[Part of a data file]

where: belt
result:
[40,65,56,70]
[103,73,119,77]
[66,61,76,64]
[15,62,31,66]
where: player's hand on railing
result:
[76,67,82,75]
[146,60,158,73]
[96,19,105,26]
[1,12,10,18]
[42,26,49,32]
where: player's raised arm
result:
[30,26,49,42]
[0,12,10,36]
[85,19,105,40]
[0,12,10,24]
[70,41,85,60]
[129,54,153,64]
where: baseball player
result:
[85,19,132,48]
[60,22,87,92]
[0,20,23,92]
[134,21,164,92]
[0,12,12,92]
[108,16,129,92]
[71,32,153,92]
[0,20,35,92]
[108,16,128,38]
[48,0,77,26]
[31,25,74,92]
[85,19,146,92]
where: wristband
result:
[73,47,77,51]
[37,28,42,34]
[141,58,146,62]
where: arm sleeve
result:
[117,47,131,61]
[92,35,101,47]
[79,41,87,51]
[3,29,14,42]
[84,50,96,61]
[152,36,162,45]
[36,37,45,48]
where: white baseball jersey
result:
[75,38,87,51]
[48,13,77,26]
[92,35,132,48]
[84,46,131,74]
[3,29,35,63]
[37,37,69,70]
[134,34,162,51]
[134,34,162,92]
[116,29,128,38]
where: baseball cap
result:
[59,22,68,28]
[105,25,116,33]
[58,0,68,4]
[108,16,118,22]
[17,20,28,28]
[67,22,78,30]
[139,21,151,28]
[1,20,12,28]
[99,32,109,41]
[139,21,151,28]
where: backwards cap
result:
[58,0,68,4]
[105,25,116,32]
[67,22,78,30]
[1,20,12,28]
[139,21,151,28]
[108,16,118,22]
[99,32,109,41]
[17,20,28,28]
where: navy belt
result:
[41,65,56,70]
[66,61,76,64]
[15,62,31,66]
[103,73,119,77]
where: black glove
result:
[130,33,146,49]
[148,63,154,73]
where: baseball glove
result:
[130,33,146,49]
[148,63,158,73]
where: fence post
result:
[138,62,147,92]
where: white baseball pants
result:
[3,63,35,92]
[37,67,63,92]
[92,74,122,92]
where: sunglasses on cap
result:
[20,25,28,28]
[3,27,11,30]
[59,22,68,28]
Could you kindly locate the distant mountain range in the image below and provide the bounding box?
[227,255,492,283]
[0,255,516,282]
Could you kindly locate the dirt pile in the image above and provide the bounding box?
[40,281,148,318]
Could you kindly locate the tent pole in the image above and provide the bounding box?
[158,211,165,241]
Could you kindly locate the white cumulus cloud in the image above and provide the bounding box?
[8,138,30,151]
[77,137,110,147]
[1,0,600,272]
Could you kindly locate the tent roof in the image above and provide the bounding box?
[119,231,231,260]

◆ **The problem**:
Output the complete data exactly as written.

◆ **Response to the exercise**:
where: belt
result:
[40,65,56,70]
[103,73,119,77]
[66,61,76,64]
[15,62,31,66]
where: player's hand on railing
result:
[76,67,82,75]
[146,60,158,73]
[96,19,105,26]
[1,12,10,18]
[42,26,49,32]
where: player's raised arm
result:
[30,26,49,42]
[0,12,10,36]
[85,19,105,40]
[0,12,10,24]
[70,41,85,60]
[129,54,153,64]
where: baseball player
result:
[85,19,132,48]
[60,22,87,92]
[0,20,23,92]
[134,21,164,92]
[0,12,12,92]
[108,16,129,92]
[71,32,153,92]
[0,20,35,92]
[108,16,128,38]
[48,0,77,26]
[31,25,74,92]
[85,19,146,92]
where: wristband
result:
[73,47,77,51]
[37,28,42,34]
[141,58,146,62]
where: arm sleeve
result:
[117,47,131,61]
[92,35,101,47]
[79,41,87,51]
[3,29,14,42]
[84,50,96,61]
[152,36,162,45]
[36,37,45,48]
where: white baseball jersey
result:
[75,38,87,51]
[48,13,77,26]
[92,35,132,48]
[84,46,131,74]
[3,29,35,63]
[37,37,69,70]
[134,34,162,51]
[134,34,162,92]
[116,29,128,38]
where: baseball cap
result:
[59,22,68,28]
[105,25,116,33]
[58,0,68,4]
[108,16,118,22]
[17,20,28,28]
[67,22,78,30]
[139,21,151,28]
[1,20,12,28]
[99,32,109,41]
[139,21,151,28]
where: backwards cap
result:
[58,0,68,4]
[105,25,116,32]
[67,22,78,30]
[1,20,12,28]
[139,21,151,28]
[108,16,118,22]
[99,32,109,41]
[17,20,28,28]
where: navy belt
result:
[41,65,56,70]
[66,61,76,64]
[15,62,31,66]
[103,73,119,77]
where: black glove
result:
[130,33,146,49]
[148,63,154,73]
where: baseball glove
result:
[130,33,146,49]
[148,63,158,73]
where: fence post
result:
[138,62,147,92]
where: white baseball pants
result:
[3,63,35,92]
[37,67,63,92]
[92,74,122,92]
where: sunglasses on cap
result:
[20,25,28,28]
[3,27,11,30]
[59,22,68,28]
Could you kindly locate the distant mountain range in the image below and provide the bounding box?
[227,255,492,283]
[0,255,516,282]
Could you kindly locate the dirt pile in the image above and provide the bounding box?
[40,281,148,318]
Could you kindly locate the tent pole in the image above and provide the bounding box?
[158,211,165,241]
Could you kindly locate the white cumulus cloud in the image above and provide the bounding box?
[8,138,30,151]
[77,137,110,147]
[1,0,600,272]
Could you kindly locate the tent roof in the image above and provide the bounding box?
[119,231,231,260]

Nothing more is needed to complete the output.